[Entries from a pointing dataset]

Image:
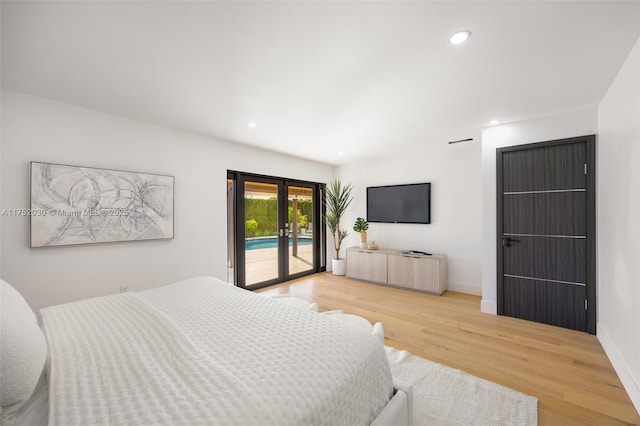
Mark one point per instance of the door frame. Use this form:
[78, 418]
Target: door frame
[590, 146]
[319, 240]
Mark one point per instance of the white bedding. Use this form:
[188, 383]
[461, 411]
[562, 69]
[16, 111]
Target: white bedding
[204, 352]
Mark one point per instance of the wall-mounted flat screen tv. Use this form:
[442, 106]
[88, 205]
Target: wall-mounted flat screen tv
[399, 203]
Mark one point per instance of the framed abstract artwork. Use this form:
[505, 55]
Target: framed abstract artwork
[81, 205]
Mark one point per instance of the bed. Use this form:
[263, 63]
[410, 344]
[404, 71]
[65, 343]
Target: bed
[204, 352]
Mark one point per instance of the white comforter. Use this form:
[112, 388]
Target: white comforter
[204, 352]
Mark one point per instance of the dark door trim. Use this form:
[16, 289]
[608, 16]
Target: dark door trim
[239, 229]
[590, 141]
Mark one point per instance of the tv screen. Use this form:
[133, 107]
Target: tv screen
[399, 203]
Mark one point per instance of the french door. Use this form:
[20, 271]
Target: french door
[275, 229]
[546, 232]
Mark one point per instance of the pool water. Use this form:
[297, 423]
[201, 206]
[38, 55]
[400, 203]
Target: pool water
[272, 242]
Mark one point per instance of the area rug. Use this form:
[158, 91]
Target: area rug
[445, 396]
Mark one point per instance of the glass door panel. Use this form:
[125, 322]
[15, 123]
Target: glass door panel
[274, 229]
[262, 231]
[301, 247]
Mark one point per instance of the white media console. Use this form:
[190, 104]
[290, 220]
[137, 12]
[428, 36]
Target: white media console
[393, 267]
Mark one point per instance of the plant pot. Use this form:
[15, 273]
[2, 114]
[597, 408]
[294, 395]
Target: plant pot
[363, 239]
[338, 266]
...
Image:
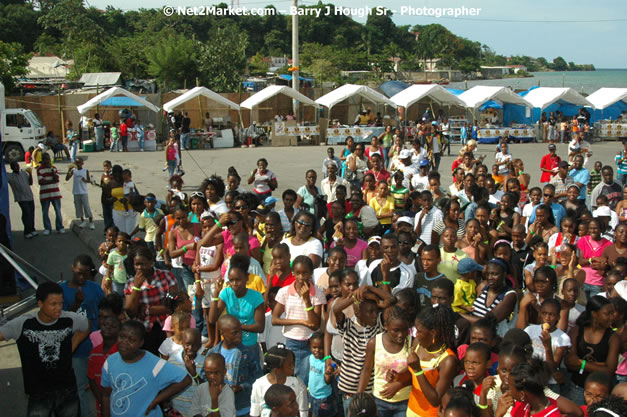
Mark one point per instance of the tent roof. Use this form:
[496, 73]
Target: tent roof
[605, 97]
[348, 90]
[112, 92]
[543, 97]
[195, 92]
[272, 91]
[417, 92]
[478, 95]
...
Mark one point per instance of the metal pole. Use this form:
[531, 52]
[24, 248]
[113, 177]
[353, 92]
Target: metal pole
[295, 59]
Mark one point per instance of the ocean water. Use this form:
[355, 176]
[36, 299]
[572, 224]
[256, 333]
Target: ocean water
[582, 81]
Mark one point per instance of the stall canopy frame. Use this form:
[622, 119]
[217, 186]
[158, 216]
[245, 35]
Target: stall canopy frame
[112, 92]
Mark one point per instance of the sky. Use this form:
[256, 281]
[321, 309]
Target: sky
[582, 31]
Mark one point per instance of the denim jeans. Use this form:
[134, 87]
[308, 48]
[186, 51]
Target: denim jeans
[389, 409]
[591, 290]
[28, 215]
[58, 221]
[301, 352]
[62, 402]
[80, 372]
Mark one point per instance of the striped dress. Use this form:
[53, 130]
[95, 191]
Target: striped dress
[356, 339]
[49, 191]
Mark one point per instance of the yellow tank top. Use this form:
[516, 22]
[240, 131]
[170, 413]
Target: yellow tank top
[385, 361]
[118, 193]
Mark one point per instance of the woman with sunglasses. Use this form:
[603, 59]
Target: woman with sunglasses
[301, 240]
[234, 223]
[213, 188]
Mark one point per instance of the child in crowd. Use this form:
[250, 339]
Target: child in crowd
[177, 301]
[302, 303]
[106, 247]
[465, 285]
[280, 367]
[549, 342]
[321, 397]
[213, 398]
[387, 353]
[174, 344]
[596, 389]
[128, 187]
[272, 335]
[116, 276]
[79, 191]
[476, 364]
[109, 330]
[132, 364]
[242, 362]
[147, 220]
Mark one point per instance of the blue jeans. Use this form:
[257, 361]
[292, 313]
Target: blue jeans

The request | Please tally the lines in the entries above that contain the string "pole", treating upper- and lowercase as different, and give only the number.

Finished task | 2